[Work instructions]
The response must reproduce every record below without alteration.

[[ Information provided open ]]

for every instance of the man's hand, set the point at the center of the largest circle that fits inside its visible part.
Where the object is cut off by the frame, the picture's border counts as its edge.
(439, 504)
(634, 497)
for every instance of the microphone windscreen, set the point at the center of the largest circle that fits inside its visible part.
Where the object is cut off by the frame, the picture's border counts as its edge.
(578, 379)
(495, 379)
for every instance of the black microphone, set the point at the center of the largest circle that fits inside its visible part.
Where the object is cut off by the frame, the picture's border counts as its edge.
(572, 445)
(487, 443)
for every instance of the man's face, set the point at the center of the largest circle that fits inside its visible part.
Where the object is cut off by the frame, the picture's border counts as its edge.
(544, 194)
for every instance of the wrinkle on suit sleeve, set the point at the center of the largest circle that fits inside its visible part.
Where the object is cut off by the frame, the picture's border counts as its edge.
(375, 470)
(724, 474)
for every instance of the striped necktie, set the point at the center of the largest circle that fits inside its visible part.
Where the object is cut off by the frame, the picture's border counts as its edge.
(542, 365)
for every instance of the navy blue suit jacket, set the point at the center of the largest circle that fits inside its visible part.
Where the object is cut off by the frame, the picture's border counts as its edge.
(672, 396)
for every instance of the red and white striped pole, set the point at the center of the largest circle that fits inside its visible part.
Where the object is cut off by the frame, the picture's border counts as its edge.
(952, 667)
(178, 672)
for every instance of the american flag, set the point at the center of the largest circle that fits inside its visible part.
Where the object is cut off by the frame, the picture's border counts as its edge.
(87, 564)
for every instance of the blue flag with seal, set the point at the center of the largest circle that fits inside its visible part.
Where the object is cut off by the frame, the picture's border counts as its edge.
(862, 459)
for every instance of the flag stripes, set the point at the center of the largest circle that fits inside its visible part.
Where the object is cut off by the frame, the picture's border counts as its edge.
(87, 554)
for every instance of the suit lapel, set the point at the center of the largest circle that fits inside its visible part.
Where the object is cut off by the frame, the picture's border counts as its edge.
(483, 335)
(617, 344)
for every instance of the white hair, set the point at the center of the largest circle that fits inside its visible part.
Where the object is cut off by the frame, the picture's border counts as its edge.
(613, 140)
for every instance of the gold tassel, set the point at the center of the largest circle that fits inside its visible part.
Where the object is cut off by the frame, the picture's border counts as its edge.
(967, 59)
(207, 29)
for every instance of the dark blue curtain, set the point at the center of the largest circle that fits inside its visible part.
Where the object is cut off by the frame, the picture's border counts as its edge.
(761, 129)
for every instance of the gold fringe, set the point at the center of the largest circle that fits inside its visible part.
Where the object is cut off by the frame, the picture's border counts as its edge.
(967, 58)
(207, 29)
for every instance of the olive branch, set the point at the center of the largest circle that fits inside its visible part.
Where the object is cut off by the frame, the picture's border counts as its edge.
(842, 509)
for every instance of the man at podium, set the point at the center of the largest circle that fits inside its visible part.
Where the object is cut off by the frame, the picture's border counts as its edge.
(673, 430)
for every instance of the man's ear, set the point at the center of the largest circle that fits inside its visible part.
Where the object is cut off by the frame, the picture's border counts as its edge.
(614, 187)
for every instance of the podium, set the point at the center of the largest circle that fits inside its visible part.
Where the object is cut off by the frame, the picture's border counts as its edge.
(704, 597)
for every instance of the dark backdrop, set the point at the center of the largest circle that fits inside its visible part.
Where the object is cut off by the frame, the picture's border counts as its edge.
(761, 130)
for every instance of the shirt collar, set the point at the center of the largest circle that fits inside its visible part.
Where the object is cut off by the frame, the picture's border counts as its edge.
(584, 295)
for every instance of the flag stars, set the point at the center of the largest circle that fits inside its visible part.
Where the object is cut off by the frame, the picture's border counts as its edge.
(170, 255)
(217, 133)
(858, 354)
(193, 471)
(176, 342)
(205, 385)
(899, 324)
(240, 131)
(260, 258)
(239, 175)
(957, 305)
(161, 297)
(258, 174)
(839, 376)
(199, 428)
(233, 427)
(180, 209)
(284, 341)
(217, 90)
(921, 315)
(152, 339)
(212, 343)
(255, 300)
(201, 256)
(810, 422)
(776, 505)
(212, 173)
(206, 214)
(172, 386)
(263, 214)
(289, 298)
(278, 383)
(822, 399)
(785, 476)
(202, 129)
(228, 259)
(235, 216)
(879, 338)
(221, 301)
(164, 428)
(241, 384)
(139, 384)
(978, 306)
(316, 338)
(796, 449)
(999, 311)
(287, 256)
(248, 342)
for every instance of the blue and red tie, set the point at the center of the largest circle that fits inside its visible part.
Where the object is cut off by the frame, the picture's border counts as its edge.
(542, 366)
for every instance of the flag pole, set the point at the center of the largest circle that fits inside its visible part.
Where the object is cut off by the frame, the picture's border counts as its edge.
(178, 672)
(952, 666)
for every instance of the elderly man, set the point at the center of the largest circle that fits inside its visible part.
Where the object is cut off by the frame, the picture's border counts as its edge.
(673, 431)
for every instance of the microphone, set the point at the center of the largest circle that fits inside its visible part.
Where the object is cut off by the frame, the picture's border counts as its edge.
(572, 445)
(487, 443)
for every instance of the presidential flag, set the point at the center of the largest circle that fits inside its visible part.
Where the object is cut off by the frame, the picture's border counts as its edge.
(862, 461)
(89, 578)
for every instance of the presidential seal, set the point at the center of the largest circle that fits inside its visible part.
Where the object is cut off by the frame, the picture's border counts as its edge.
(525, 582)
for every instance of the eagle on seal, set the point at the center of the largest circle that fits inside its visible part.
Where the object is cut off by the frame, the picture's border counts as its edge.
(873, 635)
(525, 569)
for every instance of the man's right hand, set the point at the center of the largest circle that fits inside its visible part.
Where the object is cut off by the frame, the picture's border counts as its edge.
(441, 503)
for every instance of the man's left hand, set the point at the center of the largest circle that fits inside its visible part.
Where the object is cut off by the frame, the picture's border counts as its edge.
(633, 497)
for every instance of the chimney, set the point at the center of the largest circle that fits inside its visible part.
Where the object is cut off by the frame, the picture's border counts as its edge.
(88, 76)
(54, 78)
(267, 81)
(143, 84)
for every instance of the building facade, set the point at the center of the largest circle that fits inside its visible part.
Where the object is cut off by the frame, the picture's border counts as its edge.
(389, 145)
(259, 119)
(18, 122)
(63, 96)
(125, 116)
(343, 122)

[[ Information provided closed ]]

[Worked solution]
for every instance of the man's hand, set the point at the center of the largest circle that fits inside its visible part.
Where the object is cut off by the frame, the picture's border counts as its edge.
(439, 504)
(634, 497)
for every instance of the microphone windscreen, set the point at the center of the largest circle that fits inside its visible part.
Where the object is cut off by the frame, the picture's border counts as its edge.
(578, 379)
(495, 379)
for every instance of the black microphone, set the point at the center of the largest circle that fits inside its visible part.
Where the object is cut off by the frame, the picture's border counts as its edge.
(572, 445)
(487, 443)
for every instance of the man's face, set the point at the center of the largest circle that fits inside its visible part.
Where the object is cut off by the frame, the picture's border counts as its edge.
(544, 194)
for every instance of the wrinkle on suit sleeve, set the point at the center of the largest circle that fits inside its visible part.
Where the object is cut off by the frame, the picture's border counts as its edge.
(375, 470)
(724, 474)
for every instance of the striped necktie, set the point at the center of the largest circle that fits inside its visible part.
Where the object is cut off by the frame, the picture's border counts as its edge.
(542, 365)
for every instance of the navy blue suit jacket, set the point at the center of the largest circle that fits inside its visible part.
Where the object is cut off by the frame, the picture's border counts as its edge.
(672, 396)
for every instance of the red and white striped pole, set the point at the center of the largest circle that fits inside its visible part.
Where the object is cut off by the frame, the picture's border counts as its edge.
(952, 667)
(178, 672)
for every instance of the american flag, set the point at the center of the largest circle that fits inside its visible part.
Where the object is cut off by the frame, the picture's border counts as its edge.
(87, 564)
for every instance of the blue flag with seal, set the point at the center of the largest circle that fits inside its visible part.
Where the object is cut off by the frame, the picture's border counts as its edge.
(862, 459)
for every instance of the flag stripes, set the point at the center of the largest circle that fits inside its visible part.
Where the object is cut off by the frame, the picture's border counts as its edge.
(87, 554)
for every instance of the suit lapel, set the point at the center of the largest circle that fits inside its visible part.
Where the object is cut off by the frame, the picture's border counts as its edge.
(483, 335)
(617, 344)
for every instance of the white hair, set the point at the center of the largest circle that fits inside its visible part.
Where the object is cut off by the frame, the picture's border counts as its edge.
(613, 140)
for every instance of the gold tassel, set the point at the center of the largest circle that fits inside its visible part.
Where the object is cut off by the frame, the picture's border counts as its edge.
(967, 59)
(207, 29)
for every instance of the dark blue curtain, set the point at the center of the largest circle that fits inside its visible part.
Where the object is cut off by the frame, the picture's border counts as its edge.
(761, 129)
for every instance of the gold fringe, set the point at the center of the largest circle that fits inside its visible part.
Where the object is cut off by the frame, the picture's border counts as its edge.
(967, 58)
(207, 29)
for every instance of the olive branch, set the point at the center of the largest circle that fits inside its visible part.
Where the object is cut off by the frame, the picture's border counts as its edge.
(842, 509)
for every instance of the man at podium, set the point at the center of the largest circle that fits inside its visible part.
Where the object is cut off by the frame, the picture's border counts as its edge.
(673, 430)
for every instance of the man's ear, set the point at the center of the largest circle that fits inside its visible part.
Where the object is cut off by the frame, the picture's border counts as its edge.
(614, 187)
for every instance of the podium, set the point at the center of the largest circle that fits inside its visible part.
Where the object is cut off by the frame, the picture's border counts as its edge.
(704, 597)
for every instance of the dark backdrop, set the point at the center of the largest circle that fits inside its visible part.
Where the object is cut off by the frame, the picture's border counts as its edge.
(761, 130)
for every instance of the shirt collar, set the point at the center of the largest circle that fits inside its visible part.
Where the object is cut off by the frame, the picture's border counts as its edge.
(584, 295)
for every instance of the flag stars, set the point at the center of the largest circle that fits inside its visible part.
Where the object is cut off by the frame, the picture's border counts as its edge.
(170, 255)
(217, 133)
(858, 354)
(193, 471)
(176, 342)
(205, 385)
(899, 324)
(240, 131)
(260, 258)
(239, 175)
(957, 305)
(161, 297)
(258, 174)
(839, 376)
(199, 428)
(233, 427)
(180, 209)
(284, 341)
(217, 90)
(921, 315)
(152, 339)
(212, 343)
(255, 300)
(201, 256)
(810, 422)
(776, 505)
(212, 173)
(206, 214)
(172, 386)
(263, 214)
(289, 298)
(278, 383)
(822, 399)
(785, 476)
(202, 129)
(228, 259)
(235, 216)
(879, 338)
(221, 301)
(164, 428)
(241, 384)
(139, 384)
(978, 306)
(316, 338)
(796, 449)
(999, 311)
(287, 256)
(248, 342)
for every instance of the blue and red tie, set the point at the center of the largest circle that fits inside its visible part.
Where the object is cut off by the frame, the picture's border counts as its edge.
(542, 366)
for every instance of the flag pole, set the point at the center of the largest circle that fits inside its visible part.
Where the object is cut off by the frame, the picture's border counts as its edge.
(178, 672)
(952, 666)
for every instance of the elderly man, set the point at the center of the largest circle that fits inside its visible part.
Where the object is cut off by the frame, the picture's border counts as its edge.
(673, 431)
for every instance of the microphone, set the point at the center of the largest circle that fits inside its visible part.
Where the object is cut off by the frame, the picture's border counts as its edge.
(572, 445)
(487, 443)
for every instance of the presidential flag, set the point at the center of the largest circle that fits inside its visible part.
Where the object is cut off by the frame, the picture's border counts as its edge.
(862, 461)
(89, 578)
for every instance of the presidential seal, set the point at the center of the largest circle that fits inside its visible part.
Where the object is cut off by the frame, the picture's border counts as its edge.
(525, 582)
for every instance of the eagle on seal, set the point at the center of the largest circle that fits inside its visible part.
Where the object is cut off by the frame, the picture's border counts as its edge.
(873, 635)
(525, 569)
for every instance of the man's right hand, set the point at the center of the largest circle that fits inside its visible part.
Where the object is cut off by the frame, the picture's border counts as its edge.
(441, 503)
for every instance of the man's left hand, set the point at the center of the largest circle that fits inside its visible part.
Where the object is cut off by the frame, the picture's border counts as its edge.
(633, 497)
for every instance of the chimney, set the point at the center of the largest circle that fits inside its visible part.
Where the object is cut off by the frame, the picture's border counts as its edge.
(88, 76)
(54, 78)
(267, 81)
(143, 84)
for every instance of the building facade, set the point at the center of the largest circle that fits inside its visible part.
Where the object is cut off by the frame, the picture's border counts as its edge.
(389, 145)
(259, 119)
(18, 122)
(63, 96)
(125, 116)
(343, 122)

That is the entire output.